Document passage:
########

Many African governments are spending more on debt payments than on investments in their citizen — more than all spending on education, healthcare, and social protection combined. Something has to change. Using debt relief to support greater investment in human capital is part of the answer. We call this Smart Relief.
Unlike the coronavirus, Africa’s debt crisis is not novel. Debt has, in fact, nearly doubled, on average, over the past decade. But most of this was for investing in productive capacities and people. The problem is that repayment terms never accounted for a pandemic-induced global recession and an unthinkable collapse in public revenue.
Like most governments, African nations are looking for opportunities to increase spending, whether by reducing interest bills or accessing fresh funding. To put this in perspective, in the last 12 months, the United States has borrowed approximately US$17,000 per citizen to finance stimulus and family support programs, with Australia, Canada, Germany, Japan, and the United Kingdom closer to US$10,000 per head. Sub-Saharan Africa is looking for much less, about US$365 per person in new support to make ends meet over the next five years — or US$73 annually.
To avoid a debt repayment/irreversible-loss-in-human-capital tradeoff requires an international debt restructuring architecture: one that creates the foundation for an inclusive and sustainable socio-economic recovery for all Africans.
In line with fiscal responses elsewhere, governments in sub-Saharan Africa should put social protection at the center of their crisis response and recovery plans. Cash transfers, in particular, can prevent or minimize nearly every risk that vulnerable households and children are facing right now; they can also generate powerful economic growth.
So, let’s link debt relief to funding for social protection. We call this “smart debt relief” for three reasons. First, it avoids an unacceptable situation whereby debt servicing contributes to a vicious cycle of lending. Second, it releases and channels finance to where investments are most needed: families and children. And third, it catalyzes more than a decade of momentum, as governments across sub-Saharan Africa have adopted policies, launched national cash transfer programs, and made them part of their development plans.
Smart debt relief must start with extending the DSSI through 2023 (it currently expires in December) and providing some debt forgiveness to the neediest governments that guarantee new spending on social protection. It also requires that the G20 Common Framework be institutionalized to coordinate the rescheduling of debt held both by official bilateral and private-sector creditors, again with greater flexibility for countries that demonstrate social protection commitments. Most importantly, smart debt relief must be complemented by additional support, including grants and highly concessional finance, so that sub-Saharan African countries have a realistic chance of closing funding gaps and protecting human capital.
The next time the world gets together to debate the future, whether it be the United Nations General Assembly (September), the IMF and World Bank Fall Meetings, or the G20 Summit (both in October), let’s make sure that the spotlight shines brightly on Africa’s children and practical ways to get them the help they need. Smart debt relief should be viewed as the first step in a much larger support package for the continent, for its children, and its economic and development potential.
Matthew Cummins is a Social Policy Regional Adviser for UNICEF Eastern and Southern Africa. Paul Quarles van Ufford is a Social Policy Regional Adviser for UNICEF West and Central Africa.

########

Data under study:

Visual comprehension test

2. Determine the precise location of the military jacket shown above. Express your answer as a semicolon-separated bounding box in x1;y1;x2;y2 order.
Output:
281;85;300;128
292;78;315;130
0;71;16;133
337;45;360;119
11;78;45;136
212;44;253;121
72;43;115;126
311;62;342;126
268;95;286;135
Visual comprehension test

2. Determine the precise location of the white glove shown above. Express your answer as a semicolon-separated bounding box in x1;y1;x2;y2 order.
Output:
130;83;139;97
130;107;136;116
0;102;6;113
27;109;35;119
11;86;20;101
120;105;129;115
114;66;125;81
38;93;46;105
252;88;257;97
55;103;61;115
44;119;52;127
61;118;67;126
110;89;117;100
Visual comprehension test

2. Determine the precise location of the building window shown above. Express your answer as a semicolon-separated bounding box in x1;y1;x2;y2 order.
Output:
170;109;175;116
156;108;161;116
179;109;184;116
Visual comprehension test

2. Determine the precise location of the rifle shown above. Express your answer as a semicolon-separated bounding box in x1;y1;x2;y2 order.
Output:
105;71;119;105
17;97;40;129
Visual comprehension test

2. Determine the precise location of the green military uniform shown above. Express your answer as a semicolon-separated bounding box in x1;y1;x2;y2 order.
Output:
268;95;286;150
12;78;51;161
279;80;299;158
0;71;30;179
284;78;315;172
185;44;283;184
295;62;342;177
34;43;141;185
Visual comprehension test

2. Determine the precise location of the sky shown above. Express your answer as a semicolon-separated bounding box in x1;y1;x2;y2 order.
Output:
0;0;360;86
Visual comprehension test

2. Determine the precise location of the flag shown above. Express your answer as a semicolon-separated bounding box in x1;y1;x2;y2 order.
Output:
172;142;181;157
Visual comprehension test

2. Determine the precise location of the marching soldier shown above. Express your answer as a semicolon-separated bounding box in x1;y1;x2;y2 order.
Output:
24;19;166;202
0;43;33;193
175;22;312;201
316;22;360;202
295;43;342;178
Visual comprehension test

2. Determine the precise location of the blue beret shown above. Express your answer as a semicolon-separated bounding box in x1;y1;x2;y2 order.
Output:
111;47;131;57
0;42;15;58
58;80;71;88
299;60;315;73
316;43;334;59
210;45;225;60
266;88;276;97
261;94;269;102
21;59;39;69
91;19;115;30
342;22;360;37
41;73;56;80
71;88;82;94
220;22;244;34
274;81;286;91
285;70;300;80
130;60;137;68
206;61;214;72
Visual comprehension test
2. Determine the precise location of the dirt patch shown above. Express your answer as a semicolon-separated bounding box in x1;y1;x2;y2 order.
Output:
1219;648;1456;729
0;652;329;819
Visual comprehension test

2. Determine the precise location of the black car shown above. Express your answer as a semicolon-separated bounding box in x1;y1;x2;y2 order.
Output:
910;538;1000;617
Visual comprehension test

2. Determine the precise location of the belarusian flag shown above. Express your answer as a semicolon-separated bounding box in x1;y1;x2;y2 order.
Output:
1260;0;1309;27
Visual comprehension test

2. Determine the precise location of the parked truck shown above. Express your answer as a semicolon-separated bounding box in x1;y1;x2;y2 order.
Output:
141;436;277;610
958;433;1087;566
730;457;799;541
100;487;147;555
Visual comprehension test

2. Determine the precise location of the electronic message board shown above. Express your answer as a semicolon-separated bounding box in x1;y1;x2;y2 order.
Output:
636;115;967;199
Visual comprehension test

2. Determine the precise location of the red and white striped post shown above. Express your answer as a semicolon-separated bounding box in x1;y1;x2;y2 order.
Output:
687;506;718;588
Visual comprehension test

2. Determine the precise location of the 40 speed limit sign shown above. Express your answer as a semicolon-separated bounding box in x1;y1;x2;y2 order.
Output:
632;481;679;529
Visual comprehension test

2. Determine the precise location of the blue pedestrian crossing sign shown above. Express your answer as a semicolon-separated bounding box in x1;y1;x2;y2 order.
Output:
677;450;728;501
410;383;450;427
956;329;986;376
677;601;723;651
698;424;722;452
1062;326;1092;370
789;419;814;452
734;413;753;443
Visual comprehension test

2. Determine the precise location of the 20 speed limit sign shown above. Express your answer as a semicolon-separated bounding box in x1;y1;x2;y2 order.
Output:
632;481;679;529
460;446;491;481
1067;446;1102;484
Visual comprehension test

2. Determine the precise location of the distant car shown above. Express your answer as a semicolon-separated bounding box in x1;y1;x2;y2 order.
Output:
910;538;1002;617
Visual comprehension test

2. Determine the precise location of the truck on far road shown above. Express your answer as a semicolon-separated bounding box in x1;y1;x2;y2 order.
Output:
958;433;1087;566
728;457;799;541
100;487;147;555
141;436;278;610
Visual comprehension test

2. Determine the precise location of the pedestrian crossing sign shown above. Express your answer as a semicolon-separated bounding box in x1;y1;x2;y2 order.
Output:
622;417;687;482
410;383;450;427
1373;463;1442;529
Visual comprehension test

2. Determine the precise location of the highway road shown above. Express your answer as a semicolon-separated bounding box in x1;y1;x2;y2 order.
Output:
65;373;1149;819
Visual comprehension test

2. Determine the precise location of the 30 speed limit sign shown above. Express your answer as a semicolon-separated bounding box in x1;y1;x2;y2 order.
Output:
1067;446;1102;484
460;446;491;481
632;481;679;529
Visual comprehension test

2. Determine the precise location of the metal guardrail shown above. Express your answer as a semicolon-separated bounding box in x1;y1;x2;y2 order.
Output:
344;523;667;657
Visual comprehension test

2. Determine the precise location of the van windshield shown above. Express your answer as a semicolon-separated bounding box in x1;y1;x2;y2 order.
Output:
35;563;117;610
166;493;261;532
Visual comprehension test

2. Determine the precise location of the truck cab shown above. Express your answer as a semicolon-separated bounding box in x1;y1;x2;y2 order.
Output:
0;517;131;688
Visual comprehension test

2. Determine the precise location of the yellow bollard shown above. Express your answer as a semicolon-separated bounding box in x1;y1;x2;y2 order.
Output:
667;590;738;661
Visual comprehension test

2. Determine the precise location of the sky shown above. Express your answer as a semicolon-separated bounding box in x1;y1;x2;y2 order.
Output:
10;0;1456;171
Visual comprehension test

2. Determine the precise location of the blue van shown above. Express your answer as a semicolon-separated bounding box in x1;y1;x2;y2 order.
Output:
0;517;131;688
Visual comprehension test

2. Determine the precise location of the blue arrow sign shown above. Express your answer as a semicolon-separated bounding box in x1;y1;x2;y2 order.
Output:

########

Exercise: Decide whether each statement agrees with the piece on smart debt relief, and answer yes or no with the words from the piece that settle it. 1. Sub-Saharan Africa is looking for about US$73 per person each year in new support. 2. The piece describes Africa's debt crisis as a new problem. 3. The DSSI currently expires in December.

Written solution:
1. Yes: "about US$365 per person in new support to make ends meet over the next five years — or US$73 annually."
2. No: "Unlike the coronavirus, Africa’s debt crisis is not novel."
3. Yes: "(it currently expires in December)"